▸ **Input records**
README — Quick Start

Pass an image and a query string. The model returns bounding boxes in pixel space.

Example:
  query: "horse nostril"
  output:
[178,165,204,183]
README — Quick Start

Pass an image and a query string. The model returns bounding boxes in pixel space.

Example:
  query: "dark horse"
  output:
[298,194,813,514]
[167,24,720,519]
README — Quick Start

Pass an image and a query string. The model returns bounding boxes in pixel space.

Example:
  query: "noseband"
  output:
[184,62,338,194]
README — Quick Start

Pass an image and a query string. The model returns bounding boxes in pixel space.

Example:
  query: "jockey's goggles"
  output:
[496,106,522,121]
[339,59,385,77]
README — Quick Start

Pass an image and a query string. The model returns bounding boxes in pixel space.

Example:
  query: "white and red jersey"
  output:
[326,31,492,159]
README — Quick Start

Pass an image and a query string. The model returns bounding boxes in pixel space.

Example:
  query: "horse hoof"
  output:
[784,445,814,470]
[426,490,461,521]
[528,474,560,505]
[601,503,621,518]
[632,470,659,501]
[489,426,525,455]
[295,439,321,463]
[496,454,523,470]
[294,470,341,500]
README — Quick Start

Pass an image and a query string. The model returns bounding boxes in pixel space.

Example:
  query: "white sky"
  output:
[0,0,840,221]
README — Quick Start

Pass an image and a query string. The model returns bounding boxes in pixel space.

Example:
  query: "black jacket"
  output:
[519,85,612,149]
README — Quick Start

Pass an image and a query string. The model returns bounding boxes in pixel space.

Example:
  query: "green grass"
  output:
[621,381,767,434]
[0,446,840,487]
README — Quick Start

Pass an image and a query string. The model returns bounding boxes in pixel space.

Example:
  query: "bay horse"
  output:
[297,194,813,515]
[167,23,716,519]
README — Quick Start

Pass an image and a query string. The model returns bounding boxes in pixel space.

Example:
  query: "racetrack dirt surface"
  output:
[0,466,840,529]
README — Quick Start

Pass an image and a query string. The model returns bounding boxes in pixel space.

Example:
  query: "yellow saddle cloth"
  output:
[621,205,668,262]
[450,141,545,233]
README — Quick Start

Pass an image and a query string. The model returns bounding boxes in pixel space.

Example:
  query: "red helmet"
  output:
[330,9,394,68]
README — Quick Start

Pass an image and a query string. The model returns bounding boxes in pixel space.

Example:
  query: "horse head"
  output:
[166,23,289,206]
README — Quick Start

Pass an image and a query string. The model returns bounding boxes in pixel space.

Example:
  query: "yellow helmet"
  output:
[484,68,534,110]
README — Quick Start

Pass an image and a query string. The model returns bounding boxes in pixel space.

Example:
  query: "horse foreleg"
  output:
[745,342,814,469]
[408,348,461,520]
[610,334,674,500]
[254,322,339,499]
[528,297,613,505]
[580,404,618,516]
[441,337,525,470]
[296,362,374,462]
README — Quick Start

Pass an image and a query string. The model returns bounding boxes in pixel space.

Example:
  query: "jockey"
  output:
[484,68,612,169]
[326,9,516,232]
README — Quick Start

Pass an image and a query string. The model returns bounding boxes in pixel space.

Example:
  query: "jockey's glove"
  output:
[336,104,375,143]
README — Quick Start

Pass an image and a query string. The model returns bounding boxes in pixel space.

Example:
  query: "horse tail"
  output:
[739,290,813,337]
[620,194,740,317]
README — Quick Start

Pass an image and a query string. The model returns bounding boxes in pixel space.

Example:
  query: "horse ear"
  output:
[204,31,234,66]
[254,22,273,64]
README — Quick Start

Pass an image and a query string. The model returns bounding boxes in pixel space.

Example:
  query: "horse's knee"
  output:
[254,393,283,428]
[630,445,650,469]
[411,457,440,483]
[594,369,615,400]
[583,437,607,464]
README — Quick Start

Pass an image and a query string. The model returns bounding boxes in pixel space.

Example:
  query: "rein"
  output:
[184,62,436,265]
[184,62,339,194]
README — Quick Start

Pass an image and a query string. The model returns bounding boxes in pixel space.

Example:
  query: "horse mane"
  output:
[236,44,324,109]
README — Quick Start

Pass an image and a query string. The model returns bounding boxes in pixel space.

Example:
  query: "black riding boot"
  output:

▸ **Short problem**
Replace "query string" with "text prompt" everywhere it occurs in the items above, and give all of their lines again with nothing else changed.

▸ **Written solution**
README — Quick Start

Pass an image and a text prompt. The model returns bounding boxes in pixel space.

Example:
  query: "horse nostril"
  output:
[178,165,204,183]
README — Quick Start

Pass an image and a text prompt. The model returns bounding boxes in pixel space.

Example:
  query: "dark horse"
  output:
[298,194,813,514]
[167,24,720,519]
README — Quick Start

Pass an image and a text prompt. The model returns bounding boxes in pixel space.

Example:
  query: "noseband"
  output:
[184,62,338,194]
README — Quick Start

Pass an image and a text prompt. The model returns bounding boxes in pixel space.

Example:
  query: "jockey's goggles"
  output:
[496,106,522,121]
[339,59,385,77]
README — Quick Start

Pass an image and a text prompt. The model returns bounding boxes in pixel space.

Example:
  query: "white and red jersey"
  output:
[326,31,492,159]
README — Quick Start

Pass an image and a text prompt. The model returns bounding boxes in pixel space.

Example:
  query: "horse hoof"
  output:
[784,445,814,470]
[426,490,461,521]
[528,474,560,505]
[601,503,621,518]
[632,470,659,501]
[489,426,525,455]
[295,439,321,463]
[496,454,523,470]
[294,470,341,500]
README — Quick Start

Pass an image and a text prompt. The model returns bounding boxes in pixel space.

Example:
  query: "white sky"
  output:
[0,0,840,221]
README — Quick Start

Pass an image and a text prompt. The model returns bounding boxes in pixel space.

Example:
  query: "black jacket"
  output:
[519,85,612,149]
README — Quick Start

Pass an image and a text prompt. The model returns bounding boxes in pixel space.

Example:
  query: "green grass"
  output:
[621,381,767,434]
[0,446,840,487]
README — Quick Start

Pass an image and a text prompt. The model returns bounding boxes in pixel space.

Example:
  query: "bay horse"
  output:
[297,194,813,515]
[167,23,716,519]
README — Quick Start

Pass an image and a text prompt. The model returns bounding boxes in pixel space.

Example:
  query: "racetrack dirt surface"
  output:
[0,466,840,529]
README — Quick Start

Pass an image and a text prompt. The model returns bounding boxes in pixel space.

Example:
  query: "yellow saddle cloth"
  output:
[621,205,668,262]
[450,141,545,233]
README — Quick Start

Pass an image and a text prompt. The model returns bounding boxes in pixel space.

Example:
  query: "red helmet"
  output:
[330,9,394,68]
README — Quick Start

Pass an image and a text prompt. The model returns bounding boxes in pixel space.

Example:
  query: "horse head"
  output:
[166,23,289,206]
README — Quick Start

Pass an image and a text prompt. The model returns bounding boxes in pixel space.

Example:
  query: "yellow helmet"
  output:
[484,68,534,110]
README — Quick Start

Pass an image and a text prompt. The model returns bounding boxes in pixel space.

Example:
  query: "horse foreleg"
  output:
[745,342,814,469]
[408,348,461,520]
[610,334,674,500]
[254,322,339,499]
[528,297,613,505]
[580,404,618,516]
[441,337,525,470]
[296,362,374,462]
README — Quick Start

Pass an image and a text prompt. The model returns bounding boxes in pixel space.

Example:
  query: "jockey"
  output:
[484,68,612,169]
[326,9,516,232]
README — Quick Start

Pass an image and a text prompt. The model returns bounding boxes in pixel space.

Example:
  query: "jockey's glove"
  output:
[336,104,375,143]
README — Quick Start

Pass an image and a text prompt. The model returns bounding boxes in pixel space.

Example:
  query: "horse tail"
  output:
[739,290,813,337]
[620,194,740,317]
README — Quick Start

Pass an image and a text prompt. The model returns bounding boxes in pixel space.

Example:
  query: "horse ear"
  output:
[204,31,234,66]
[254,22,273,64]
README — Quick Start

Pass an image and a text prompt. The model returns bounding boxes in pixel space.

Example:
  query: "horse's knee"
  output:
[254,393,283,428]
[630,445,650,469]
[411,457,440,483]
[594,369,615,400]
[583,437,607,464]
README — Quick Start

Pass an image and a text prompt. The model returns bounding boxes in pixel space.

Example:
  query: "rein"
  output:
[184,62,436,265]
[184,62,339,194]
README — Quick Start

Pass an image and a text prompt. The model returns bounding boxes in pixel space.

Example:
  query: "horse mane"
  output:
[236,44,324,109]
README — Quick Start

Pass an image and a text prompt. The model returns bounding boxes in pixel space.

Example:
  query: "black riding boot"
  output:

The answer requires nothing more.